Voci salvate
⟨

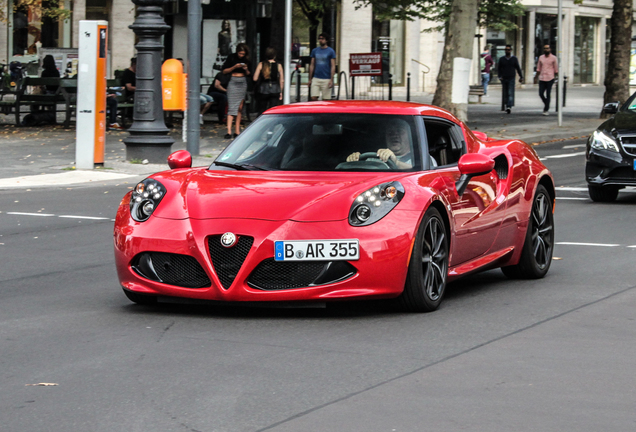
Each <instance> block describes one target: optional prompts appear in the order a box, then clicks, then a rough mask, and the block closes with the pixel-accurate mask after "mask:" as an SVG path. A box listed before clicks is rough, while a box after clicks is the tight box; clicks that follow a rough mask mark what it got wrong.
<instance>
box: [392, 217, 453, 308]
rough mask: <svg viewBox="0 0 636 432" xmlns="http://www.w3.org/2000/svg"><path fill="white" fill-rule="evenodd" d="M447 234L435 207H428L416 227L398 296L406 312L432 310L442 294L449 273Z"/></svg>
mask: <svg viewBox="0 0 636 432" xmlns="http://www.w3.org/2000/svg"><path fill="white" fill-rule="evenodd" d="M448 247H449V246H448V235H447V233H446V227H445V225H444V221H443V219H442V217H441V215H440V213H439V211H437V209H435V208H429V209H428V210H427V211H426V214H424V218H423V219H422V223H421V224H420V227H419V229H418V231H417V236H416V238H415V244H414V245H413V253H412V254H411V262H410V263H409V269H408V275H407V277H406V284H405V286H404V291H403V292H402V294H401V295H400V297H399V301H400V304H401V305H402V307H403V308H404V309H405V310H407V311H409V312H431V311H434V310H435V309H437V308H438V307H439V305H440V303H441V302H442V299H443V297H444V291H445V289H446V278H447V276H448Z"/></svg>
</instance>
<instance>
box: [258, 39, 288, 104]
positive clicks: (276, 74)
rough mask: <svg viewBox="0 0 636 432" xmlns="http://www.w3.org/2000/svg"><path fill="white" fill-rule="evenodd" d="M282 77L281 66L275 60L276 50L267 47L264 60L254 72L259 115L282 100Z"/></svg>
mask: <svg viewBox="0 0 636 432" xmlns="http://www.w3.org/2000/svg"><path fill="white" fill-rule="evenodd" d="M283 77H284V74H283V66H282V65H281V64H280V63H277V62H276V50H275V49H274V48H272V47H267V49H266V50H265V60H264V61H262V62H260V63H259V64H258V66H257V67H256V71H255V72H254V81H256V82H257V86H256V91H257V97H258V114H259V115H261V114H263V112H264V111H265V110H267V109H269V108H271V107H273V106H276V105H280V104H281V102H282V101H283V80H284V78H283Z"/></svg>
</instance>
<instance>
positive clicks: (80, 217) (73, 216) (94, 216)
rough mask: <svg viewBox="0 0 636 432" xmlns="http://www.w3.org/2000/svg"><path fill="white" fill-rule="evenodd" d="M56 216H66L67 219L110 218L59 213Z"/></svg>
mask: <svg viewBox="0 0 636 432" xmlns="http://www.w3.org/2000/svg"><path fill="white" fill-rule="evenodd" d="M58 217H62V218H68V219H94V220H104V219H110V218H105V217H96V216H74V215H59V216H58Z"/></svg>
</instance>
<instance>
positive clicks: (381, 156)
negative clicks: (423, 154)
mask: <svg viewBox="0 0 636 432" xmlns="http://www.w3.org/2000/svg"><path fill="white" fill-rule="evenodd" d="M384 136H385V140H386V146H387V148H380V149H378V151H377V155H378V159H380V160H381V161H382V162H387V161H389V160H391V161H392V162H394V163H395V165H396V166H397V168H398V169H410V168H413V162H412V160H411V158H412V155H411V128H410V127H409V125H408V123H407V122H405V121H404V120H401V119H392V120H389V123H388V124H387V126H386V127H385V131H384ZM358 160H360V152H354V153H351V154H350V155H349V156H347V162H355V161H358Z"/></svg>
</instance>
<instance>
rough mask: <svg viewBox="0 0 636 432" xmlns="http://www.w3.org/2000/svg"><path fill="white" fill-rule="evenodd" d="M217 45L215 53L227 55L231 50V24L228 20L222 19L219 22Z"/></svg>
mask: <svg viewBox="0 0 636 432" xmlns="http://www.w3.org/2000/svg"><path fill="white" fill-rule="evenodd" d="M218 42H219V45H218V48H217V50H216V52H217V54H219V55H220V56H222V57H227V56H229V55H230V53H231V52H232V48H231V46H232V26H230V21H229V20H223V22H222V23H221V31H220V32H219V41H218Z"/></svg>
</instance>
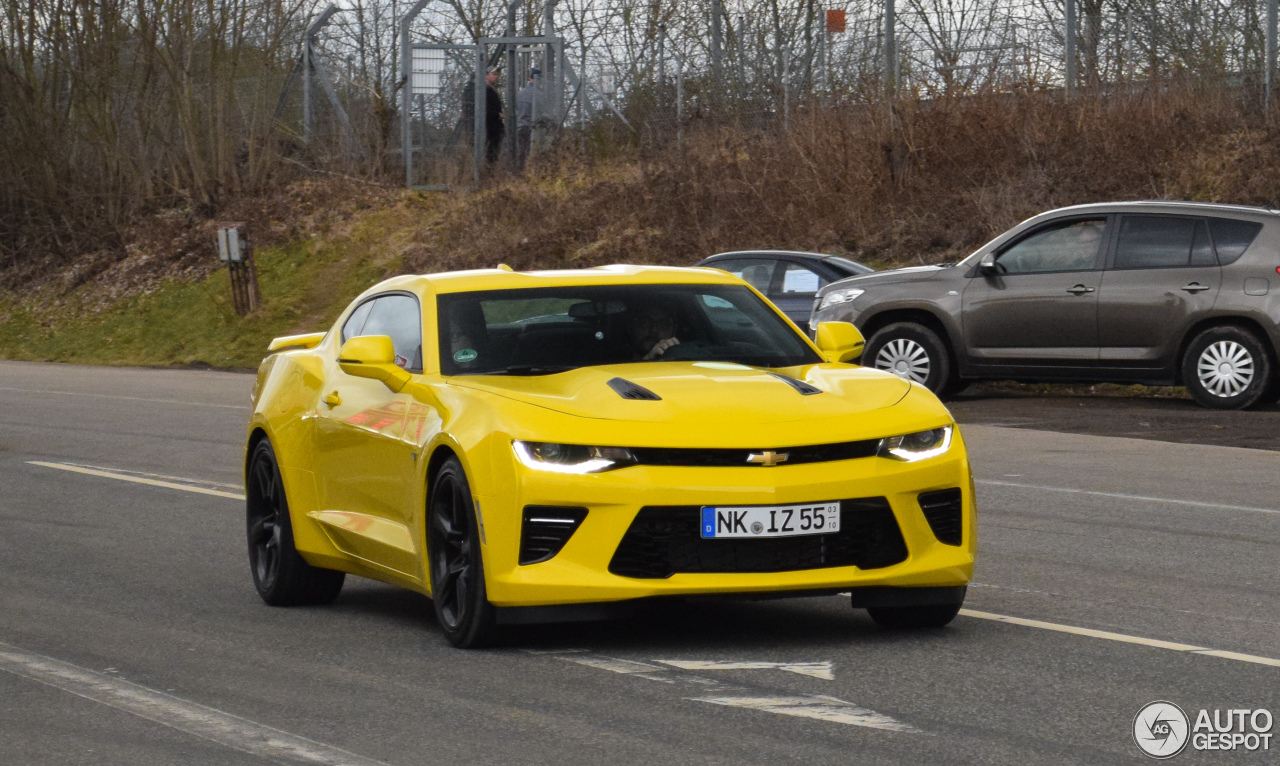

⟩

- _Cosa farai_: Riscrivi come tabella Markdown tutte le righe delle voci, con le colonne "N." per il numero progressivo e "Riga" per il testo, omettendo le righe vuote. Escludi le immagini dalla risposta.

- _Risposta_:
| N. | Riga |
|---|---|
| 1 | Each <instance> block describes one target: optional prompts appear in the order a box, then clicks, then a rough mask, and the block closes with the pixel-accurate mask after "mask:" as an SVG path. A box listed before clicks is rough, while a box after clicks is the tight box; clicks that follow a rough mask mark what it got wrong. |
| 2 | <instance> |
| 3 | box: [392, 217, 453, 308] |
| 4 | rough mask: <svg viewBox="0 0 636 432" xmlns="http://www.w3.org/2000/svg"><path fill="white" fill-rule="evenodd" d="M447 234L435 207H428L416 227L398 296L406 312L432 310L442 294L449 273Z"/></svg> |
| 5 | mask: <svg viewBox="0 0 636 432" xmlns="http://www.w3.org/2000/svg"><path fill="white" fill-rule="evenodd" d="M448 247H449V246H448V235H447V233H446V227H445V225H444V221H443V219H442V217H441V215H440V213H439V211H437V209H435V208H429V209H428V210H427V211H426V214H424V218H423V219H422V223H421V224H420V227H419V229H418V231H417V236H416V238H415V244H414V245H413V253H412V254H411V262H410V263H409V269H408V275H407V277H406V284H405V286H404V291H403V292H402V294H401V295H400V297H399V301H400V304H401V305H402V307H403V308H404V309H405V310H407V311H409V312H431V311H434V310H435V309H437V308H438V307H439V305H440V303H441V302H442V299H443V297H444V291H445V289H446V278H447V276H448Z"/></svg> |
| 6 | </instance> |
| 7 | <instance> |
| 8 | box: [258, 39, 288, 104] |
| 9 | positive clicks: (276, 74) |
| 10 | rough mask: <svg viewBox="0 0 636 432" xmlns="http://www.w3.org/2000/svg"><path fill="white" fill-rule="evenodd" d="M282 77L281 66L275 60L276 50L267 47L264 60L254 72L259 115L282 100Z"/></svg> |
| 11 | mask: <svg viewBox="0 0 636 432" xmlns="http://www.w3.org/2000/svg"><path fill="white" fill-rule="evenodd" d="M283 77H284V74H283V66H282V65H281V64H280V63H277V62H276V50H275V49H274V48H272V47H267V49H266V50H265V60H264V61H262V62H260V63H259V64H258V66H257V67H256V71H255V72H254V81H256V82H257V86H256V91H257V97H258V114H259V115H261V114H263V112H264V111H265V110H267V109H269V108H271V107H273V106H276V105H280V104H281V102H282V101H283V80H284V78H283Z"/></svg> |
| 12 | </instance> |
| 13 | <instance> |
| 14 | positive clicks: (80, 217) (73, 216) (94, 216) |
| 15 | rough mask: <svg viewBox="0 0 636 432" xmlns="http://www.w3.org/2000/svg"><path fill="white" fill-rule="evenodd" d="M56 216H66L67 219L110 218L59 213Z"/></svg> |
| 16 | mask: <svg viewBox="0 0 636 432" xmlns="http://www.w3.org/2000/svg"><path fill="white" fill-rule="evenodd" d="M58 217H62V218H68V219H94V220H104V219H110V218H105V217H96V216H74V215H59V216H58Z"/></svg> |
| 17 | </instance> |
| 18 | <instance> |
| 19 | positive clicks: (381, 156) |
| 20 | negative clicks: (423, 154) |
| 21 | mask: <svg viewBox="0 0 636 432" xmlns="http://www.w3.org/2000/svg"><path fill="white" fill-rule="evenodd" d="M384 136H385V140H386V146H387V148H380V149H378V151H377V155H378V159H380V160H381V161H382V162H387V161H389V160H391V161H392V162H394V163H395V165H396V166H397V168H398V169H410V168H413V162H412V160H411V158H412V155H411V128H410V127H409V125H408V123H407V122H405V121H404V120H401V119H392V120H389V123H388V124H387V126H386V127H385V131H384ZM358 160H360V152H354V153H351V154H350V155H349V156H347V162H355V161H358Z"/></svg> |
| 22 | </instance> |
| 23 | <instance> |
| 24 | rough mask: <svg viewBox="0 0 636 432" xmlns="http://www.w3.org/2000/svg"><path fill="white" fill-rule="evenodd" d="M217 45L215 53L227 55L231 50V24L228 20L222 19L219 22Z"/></svg> |
| 25 | mask: <svg viewBox="0 0 636 432" xmlns="http://www.w3.org/2000/svg"><path fill="white" fill-rule="evenodd" d="M218 42H219V45H218V48H217V50H216V52H217V54H219V55H220V56H222V57H227V56H229V55H230V53H231V52H232V48H231V46H232V26H230V21H229V20H223V22H222V23H221V31H220V32H219V41H218Z"/></svg> |
| 26 | </instance> |